Stored records -
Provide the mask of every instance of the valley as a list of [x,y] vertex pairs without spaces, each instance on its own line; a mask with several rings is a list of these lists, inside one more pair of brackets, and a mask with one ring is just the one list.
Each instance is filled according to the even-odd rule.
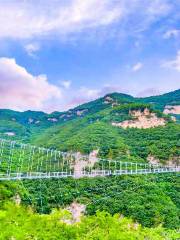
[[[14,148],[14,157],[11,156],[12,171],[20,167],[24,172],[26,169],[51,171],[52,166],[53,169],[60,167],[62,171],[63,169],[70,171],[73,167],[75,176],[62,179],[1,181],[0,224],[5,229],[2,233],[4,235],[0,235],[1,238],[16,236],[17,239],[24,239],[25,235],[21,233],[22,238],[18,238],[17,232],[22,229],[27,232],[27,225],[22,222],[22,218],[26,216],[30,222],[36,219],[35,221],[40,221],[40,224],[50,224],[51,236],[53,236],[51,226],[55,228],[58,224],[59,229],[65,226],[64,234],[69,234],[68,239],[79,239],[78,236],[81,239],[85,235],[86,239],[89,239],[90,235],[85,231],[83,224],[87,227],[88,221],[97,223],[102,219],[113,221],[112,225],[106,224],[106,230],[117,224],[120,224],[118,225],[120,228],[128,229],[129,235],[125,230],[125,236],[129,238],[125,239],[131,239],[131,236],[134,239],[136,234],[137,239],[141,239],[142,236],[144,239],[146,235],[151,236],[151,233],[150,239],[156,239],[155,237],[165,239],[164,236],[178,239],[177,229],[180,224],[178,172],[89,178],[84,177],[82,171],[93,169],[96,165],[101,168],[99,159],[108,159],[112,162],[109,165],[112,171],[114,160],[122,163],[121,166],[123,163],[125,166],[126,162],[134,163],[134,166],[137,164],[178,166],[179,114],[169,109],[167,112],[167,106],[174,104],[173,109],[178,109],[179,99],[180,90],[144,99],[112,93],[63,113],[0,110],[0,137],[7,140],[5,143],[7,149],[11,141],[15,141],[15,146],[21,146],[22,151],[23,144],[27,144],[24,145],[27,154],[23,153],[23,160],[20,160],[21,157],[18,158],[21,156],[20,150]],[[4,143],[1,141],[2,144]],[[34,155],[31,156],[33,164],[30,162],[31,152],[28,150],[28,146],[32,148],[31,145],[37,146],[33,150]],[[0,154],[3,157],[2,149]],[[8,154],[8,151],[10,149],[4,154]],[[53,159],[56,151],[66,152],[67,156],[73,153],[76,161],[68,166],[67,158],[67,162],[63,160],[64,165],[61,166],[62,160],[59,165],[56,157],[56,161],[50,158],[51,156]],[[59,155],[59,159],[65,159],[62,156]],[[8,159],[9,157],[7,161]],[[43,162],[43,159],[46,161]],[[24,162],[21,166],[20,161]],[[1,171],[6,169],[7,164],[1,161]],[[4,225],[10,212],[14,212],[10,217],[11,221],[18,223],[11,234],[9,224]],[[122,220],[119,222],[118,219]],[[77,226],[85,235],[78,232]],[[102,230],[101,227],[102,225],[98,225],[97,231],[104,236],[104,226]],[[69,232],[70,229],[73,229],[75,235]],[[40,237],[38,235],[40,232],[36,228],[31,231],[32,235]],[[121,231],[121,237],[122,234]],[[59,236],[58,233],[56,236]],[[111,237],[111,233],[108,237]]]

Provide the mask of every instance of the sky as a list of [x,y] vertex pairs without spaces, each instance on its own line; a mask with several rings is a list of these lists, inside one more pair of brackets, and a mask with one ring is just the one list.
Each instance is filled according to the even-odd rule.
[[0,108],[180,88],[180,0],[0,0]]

==

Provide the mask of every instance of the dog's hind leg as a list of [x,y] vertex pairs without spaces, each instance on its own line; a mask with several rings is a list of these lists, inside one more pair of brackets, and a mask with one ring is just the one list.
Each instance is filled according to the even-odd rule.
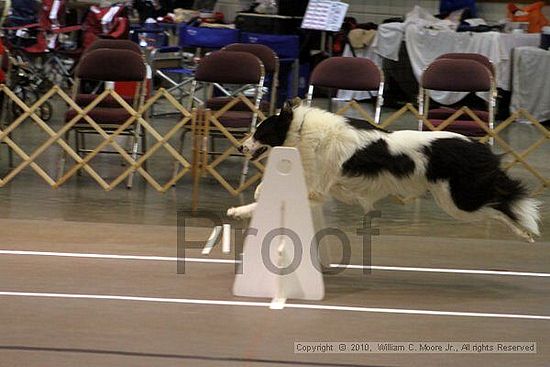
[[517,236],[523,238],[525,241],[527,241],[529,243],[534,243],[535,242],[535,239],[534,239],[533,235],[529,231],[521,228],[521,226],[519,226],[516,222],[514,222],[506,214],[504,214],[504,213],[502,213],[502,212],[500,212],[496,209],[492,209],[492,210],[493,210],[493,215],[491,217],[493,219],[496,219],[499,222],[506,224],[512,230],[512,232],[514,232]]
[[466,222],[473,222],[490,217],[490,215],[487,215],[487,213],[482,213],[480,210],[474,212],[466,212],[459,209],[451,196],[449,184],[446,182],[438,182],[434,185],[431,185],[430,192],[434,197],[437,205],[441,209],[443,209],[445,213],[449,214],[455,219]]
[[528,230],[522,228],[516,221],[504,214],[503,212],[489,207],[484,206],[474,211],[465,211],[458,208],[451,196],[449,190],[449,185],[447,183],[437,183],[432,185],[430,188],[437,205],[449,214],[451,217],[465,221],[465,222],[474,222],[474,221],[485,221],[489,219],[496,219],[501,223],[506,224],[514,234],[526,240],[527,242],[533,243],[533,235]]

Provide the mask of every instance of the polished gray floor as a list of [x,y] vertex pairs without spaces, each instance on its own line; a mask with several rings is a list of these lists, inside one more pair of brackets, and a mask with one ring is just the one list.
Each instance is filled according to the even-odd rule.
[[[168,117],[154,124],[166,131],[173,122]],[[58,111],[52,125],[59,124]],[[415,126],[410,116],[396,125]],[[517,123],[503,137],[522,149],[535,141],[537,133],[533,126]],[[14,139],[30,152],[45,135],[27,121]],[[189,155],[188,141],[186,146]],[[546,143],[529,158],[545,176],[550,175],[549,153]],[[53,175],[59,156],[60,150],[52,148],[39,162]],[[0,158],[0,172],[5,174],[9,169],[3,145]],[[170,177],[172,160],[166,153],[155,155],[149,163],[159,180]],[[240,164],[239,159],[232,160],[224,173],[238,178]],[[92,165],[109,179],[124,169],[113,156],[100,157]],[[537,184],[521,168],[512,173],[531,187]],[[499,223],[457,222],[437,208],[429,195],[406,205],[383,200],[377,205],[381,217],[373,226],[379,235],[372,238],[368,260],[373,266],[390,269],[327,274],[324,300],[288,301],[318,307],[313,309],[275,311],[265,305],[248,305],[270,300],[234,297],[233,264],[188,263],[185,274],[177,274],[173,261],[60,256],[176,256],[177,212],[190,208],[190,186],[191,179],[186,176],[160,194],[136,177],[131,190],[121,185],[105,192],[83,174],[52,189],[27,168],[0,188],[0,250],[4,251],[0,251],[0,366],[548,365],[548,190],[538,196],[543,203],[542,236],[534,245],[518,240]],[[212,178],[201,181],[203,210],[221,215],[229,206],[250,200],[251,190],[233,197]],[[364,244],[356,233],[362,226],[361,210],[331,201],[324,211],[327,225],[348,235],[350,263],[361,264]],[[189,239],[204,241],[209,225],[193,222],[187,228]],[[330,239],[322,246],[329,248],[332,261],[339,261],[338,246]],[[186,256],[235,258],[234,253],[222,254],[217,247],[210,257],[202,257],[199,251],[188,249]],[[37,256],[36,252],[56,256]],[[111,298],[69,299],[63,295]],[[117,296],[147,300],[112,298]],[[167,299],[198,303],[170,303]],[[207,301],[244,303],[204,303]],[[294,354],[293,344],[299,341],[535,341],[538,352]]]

--

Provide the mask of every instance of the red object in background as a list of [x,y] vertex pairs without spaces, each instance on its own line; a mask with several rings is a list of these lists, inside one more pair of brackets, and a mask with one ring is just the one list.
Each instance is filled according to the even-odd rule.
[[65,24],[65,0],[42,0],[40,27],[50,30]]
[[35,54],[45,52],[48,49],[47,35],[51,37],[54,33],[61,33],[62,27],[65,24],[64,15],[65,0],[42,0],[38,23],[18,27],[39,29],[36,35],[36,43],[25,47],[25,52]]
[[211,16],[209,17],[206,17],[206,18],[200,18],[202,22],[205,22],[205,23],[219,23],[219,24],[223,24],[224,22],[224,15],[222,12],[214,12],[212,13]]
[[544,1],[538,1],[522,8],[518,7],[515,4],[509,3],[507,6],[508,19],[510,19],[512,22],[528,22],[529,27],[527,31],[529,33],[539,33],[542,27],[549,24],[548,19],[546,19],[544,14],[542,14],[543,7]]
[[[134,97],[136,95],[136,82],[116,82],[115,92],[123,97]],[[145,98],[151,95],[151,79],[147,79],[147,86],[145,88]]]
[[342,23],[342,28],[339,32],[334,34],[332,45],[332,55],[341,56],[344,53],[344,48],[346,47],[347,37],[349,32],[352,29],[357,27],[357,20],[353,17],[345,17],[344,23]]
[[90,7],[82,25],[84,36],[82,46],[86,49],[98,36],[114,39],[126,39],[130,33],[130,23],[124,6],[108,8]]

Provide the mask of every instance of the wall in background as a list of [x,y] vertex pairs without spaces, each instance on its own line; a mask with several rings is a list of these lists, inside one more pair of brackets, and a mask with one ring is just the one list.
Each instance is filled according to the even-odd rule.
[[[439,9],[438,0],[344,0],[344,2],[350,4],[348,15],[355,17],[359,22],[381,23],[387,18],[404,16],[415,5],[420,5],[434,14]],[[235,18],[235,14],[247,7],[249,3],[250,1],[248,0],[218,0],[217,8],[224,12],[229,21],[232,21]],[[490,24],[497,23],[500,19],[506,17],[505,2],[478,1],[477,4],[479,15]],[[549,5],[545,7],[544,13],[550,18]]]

WHAT THE EXERCISE ASKS - Copy out each line carrying the string "more" from the data.

EXERCISE SOLUTION -
Provide the mask of every instance of the valley as a list of [x,y] vertex pairs without spaces, each instance on its own line; a mask with several rings is a list of these lists, inside one more pair of brackets, and a mask with one ring is just the one list.
Provide the mask of every instance of the sky as a list of [x,y] vertex pairs without spaces, each instance on its own line; a mask with several rings is a list of these lists, inside one more pair of brackets, and a mask with one ring is just the one list.
Provide the mask of every instance of the dog's hind leg as a list of [x,y] vertex pairs without spaces, each instance on its own line; a mask with several rings is a list of these lists, inside one more pair of brackets, and a mask with one ring is just the one list.
Provide the mask of every instance of the polished gray floor as a list of [x,y] vertex pairs without spaces, each instance on its own line; a mask with several rings is a list of these lists, inside one more pair of brackets, and a mask with one ring is just the one list.
Provide the mask of every instance of the red object in background as a list of [x,y] vertex pairs without spaces, each instance on its own line; a mask with several rings is a list of these lists, inside one more pair of brackets, and a mask with one ring is just the one list.
Provide the mask of every instance of the wall in background as a list of [x,y] vertex pairs without spaces, each instance on its own line; a mask with several rings is a list of these lists, inside one more pair of brackets, and a mask with one ring is just the one list.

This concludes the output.